| DIRECTIVE |
Convert every line of the entries below into a JSON list of strings, with one string per line and blank lines omitted.

| RECORDS SUPPLIED |

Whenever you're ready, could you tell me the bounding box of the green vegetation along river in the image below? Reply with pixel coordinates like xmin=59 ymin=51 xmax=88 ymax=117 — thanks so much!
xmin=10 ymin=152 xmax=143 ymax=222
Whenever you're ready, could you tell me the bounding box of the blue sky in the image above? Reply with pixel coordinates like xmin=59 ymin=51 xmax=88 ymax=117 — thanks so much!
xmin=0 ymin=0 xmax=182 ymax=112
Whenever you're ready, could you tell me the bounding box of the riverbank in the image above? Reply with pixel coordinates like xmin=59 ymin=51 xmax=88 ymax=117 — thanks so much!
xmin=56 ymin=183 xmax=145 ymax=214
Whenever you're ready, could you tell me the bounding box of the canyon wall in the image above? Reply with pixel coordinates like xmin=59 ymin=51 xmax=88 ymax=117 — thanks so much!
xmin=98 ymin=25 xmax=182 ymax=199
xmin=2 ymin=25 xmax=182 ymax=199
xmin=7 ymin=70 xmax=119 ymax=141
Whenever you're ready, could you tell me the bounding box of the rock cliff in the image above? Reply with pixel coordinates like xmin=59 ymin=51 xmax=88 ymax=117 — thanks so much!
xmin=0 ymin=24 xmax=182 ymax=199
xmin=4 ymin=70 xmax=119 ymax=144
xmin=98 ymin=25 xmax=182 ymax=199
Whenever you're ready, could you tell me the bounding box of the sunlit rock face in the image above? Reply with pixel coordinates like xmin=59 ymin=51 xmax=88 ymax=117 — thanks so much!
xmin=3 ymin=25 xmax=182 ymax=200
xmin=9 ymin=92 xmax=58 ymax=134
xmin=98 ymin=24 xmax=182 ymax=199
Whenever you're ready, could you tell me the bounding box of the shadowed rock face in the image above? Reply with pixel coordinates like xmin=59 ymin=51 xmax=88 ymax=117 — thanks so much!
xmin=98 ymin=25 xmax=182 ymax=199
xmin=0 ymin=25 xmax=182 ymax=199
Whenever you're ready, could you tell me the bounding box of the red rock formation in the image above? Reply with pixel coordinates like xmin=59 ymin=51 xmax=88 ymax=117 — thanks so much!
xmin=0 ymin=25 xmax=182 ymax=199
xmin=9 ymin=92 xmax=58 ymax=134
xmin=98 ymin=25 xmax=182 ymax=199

| FINAL ANSWER |
[
  "Whenever you're ready, could you tell me the bounding box of the green vegetation along river in the image below? Reply with pixel coordinates like xmin=59 ymin=51 xmax=88 ymax=117 — thanks so much!",
  "xmin=10 ymin=152 xmax=143 ymax=222",
  "Whenever you're ready, could you tell me the bounding box of the blue sky in the image above? Reply with pixel coordinates like xmin=59 ymin=51 xmax=88 ymax=117 — thanks so much!",
  "xmin=0 ymin=0 xmax=182 ymax=112",
  "Whenever you're ready, could you tell me the bounding box of the riverbank in the image above? Reply with pixel coordinates like xmin=59 ymin=51 xmax=88 ymax=117 — thanks so much!",
  "xmin=56 ymin=183 xmax=145 ymax=214",
  "Whenever you're ready, could you tell me the bounding box of the canyon wall in the image above? Reply with pixel coordinates like xmin=59 ymin=51 xmax=88 ymax=117 — thanks so much!",
  "xmin=98 ymin=25 xmax=182 ymax=199",
  "xmin=2 ymin=25 xmax=182 ymax=199",
  "xmin=7 ymin=70 xmax=119 ymax=141",
  "Whenever you're ready, could you tell me the bounding box of the rock cliff in the image above? Reply with pixel coordinates like xmin=59 ymin=51 xmax=88 ymax=117 — thanks so much!",
  "xmin=0 ymin=24 xmax=182 ymax=199",
  "xmin=4 ymin=70 xmax=119 ymax=144",
  "xmin=98 ymin=25 xmax=182 ymax=199",
  "Whenever you're ready, could you tell me the bounding box of the sunlit rock face in the image above? Reply with pixel coordinates like xmin=59 ymin=51 xmax=88 ymax=117 — thanks so much!",
  "xmin=3 ymin=25 xmax=182 ymax=200",
  "xmin=9 ymin=92 xmax=58 ymax=134",
  "xmin=98 ymin=24 xmax=182 ymax=199",
  "Whenever you're ready, could you tell me the bounding box of the shadowed rock face in the image above? Reply with pixel coordinates like xmin=59 ymin=51 xmax=88 ymax=117 — thanks so much!",
  "xmin=98 ymin=25 xmax=182 ymax=199",
  "xmin=0 ymin=25 xmax=182 ymax=199",
  "Whenever you're ready, could you tell me the bounding box of the red rock formation in the image above? Reply with pixel coordinates like xmin=59 ymin=51 xmax=88 ymax=117 — thanks so much!",
  "xmin=0 ymin=25 xmax=182 ymax=199",
  "xmin=9 ymin=92 xmax=58 ymax=134",
  "xmin=98 ymin=25 xmax=182 ymax=199"
]